Set problem A
In the blog post about the Islam Q&A answer, what does the writer say they would prefer to a set of hip waders?
Set problem B
Write a continuation of the blog post about the Islam Q&A answer, starting after its last sentence.

— START OF Selection —

A telling answer on Islam Q&A

I must say I don’t know how Grace does it. I would need (as she suggests) an antacid to read this particular Islam Questions and Answers site but I would also want at least a set of hip waders and to be frank I would prefer a full hazmat suit. Here is a Muslim religious councilor advising that it is better for a young girl to risk death at her families hands than cause them dishonor by running away. Isn’t it also odd that Muslims are always claiming that so called ‘Honor killings’ are a tribal thing and not part of Islam at all but yet its constantly referred to as an aspect of the religion.

Thanks Grace. Maybe some readers of Vlad will help pay for the anti emetics you must need after reading this site.

— END OF Selection —
— START OF Information given —

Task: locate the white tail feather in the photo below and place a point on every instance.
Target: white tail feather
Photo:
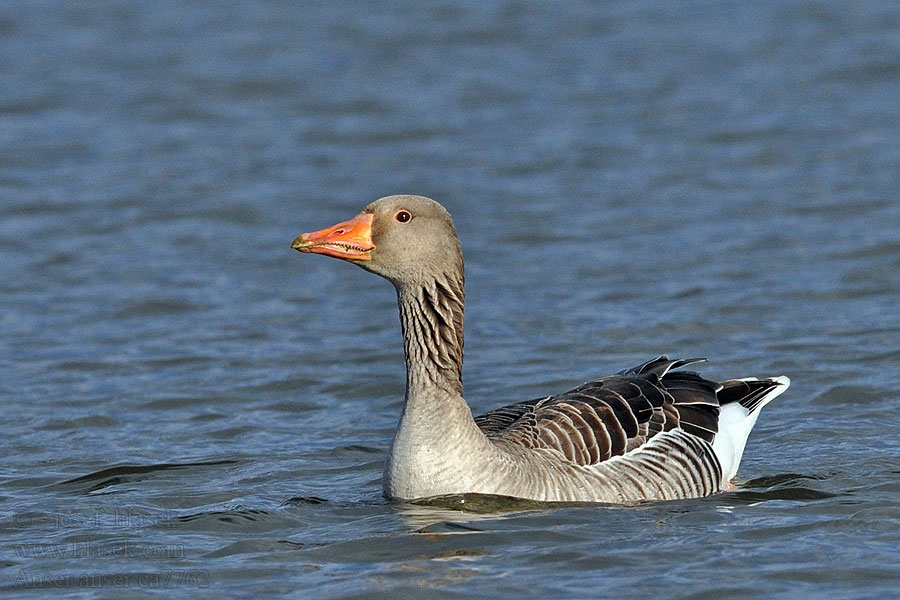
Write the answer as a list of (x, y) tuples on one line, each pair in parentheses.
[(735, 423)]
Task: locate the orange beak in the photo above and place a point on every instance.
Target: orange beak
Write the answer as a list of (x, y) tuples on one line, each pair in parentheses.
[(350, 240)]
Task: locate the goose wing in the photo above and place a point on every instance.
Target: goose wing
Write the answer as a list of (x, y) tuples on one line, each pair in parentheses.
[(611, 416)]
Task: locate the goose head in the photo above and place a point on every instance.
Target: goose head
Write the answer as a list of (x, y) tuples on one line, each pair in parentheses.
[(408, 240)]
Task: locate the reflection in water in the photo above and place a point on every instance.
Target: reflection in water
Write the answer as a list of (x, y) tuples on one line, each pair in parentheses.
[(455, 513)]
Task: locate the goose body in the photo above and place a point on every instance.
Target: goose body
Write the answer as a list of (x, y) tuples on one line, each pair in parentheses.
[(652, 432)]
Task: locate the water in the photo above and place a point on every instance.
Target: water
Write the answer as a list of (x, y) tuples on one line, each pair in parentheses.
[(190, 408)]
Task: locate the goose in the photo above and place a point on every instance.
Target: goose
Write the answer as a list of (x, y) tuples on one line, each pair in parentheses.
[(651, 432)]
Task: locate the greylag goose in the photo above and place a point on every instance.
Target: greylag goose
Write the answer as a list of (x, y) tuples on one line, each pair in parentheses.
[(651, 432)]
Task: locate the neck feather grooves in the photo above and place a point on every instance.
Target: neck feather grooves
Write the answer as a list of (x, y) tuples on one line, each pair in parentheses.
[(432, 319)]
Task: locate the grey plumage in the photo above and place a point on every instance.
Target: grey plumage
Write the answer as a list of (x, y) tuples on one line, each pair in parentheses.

— END OF Information given —

Reply A
A full hazmat suit.

Reply B
From Islam Q&A

She wants to run away from her father who hits her
I would be grateful if u answer my problem.my 16 year old female cousin lives currently in the us with her parents & older brother.as due to the country’s law no one can hurt her,but her family is planning to go to their homeland for a visit & she is sure that her father will hit her & her mother,as he did before,or marry her of without her consent.her father’s side of the family will do nothing & her brother joins in hitting her.i or my family can do nothing to stop this.she is so sure that they will abuse her that she plans to runaway prior to their departure,live with a female friend & never return.i told her that this is against our relegion but she wiling to take the risk of living on the street than being alone with her father.if i tell my family she will never trust me.only u can tell me what a muslim girl is to do.please reply before its to late.
Praise be to Allaah.

It is not permissible for your cousin to run away from her family and live with another family, because that involves disobeying her parents and upsetting them and damaging their reputation. Moreover her living with a strange family will pose a great danger to her and her religious commitment.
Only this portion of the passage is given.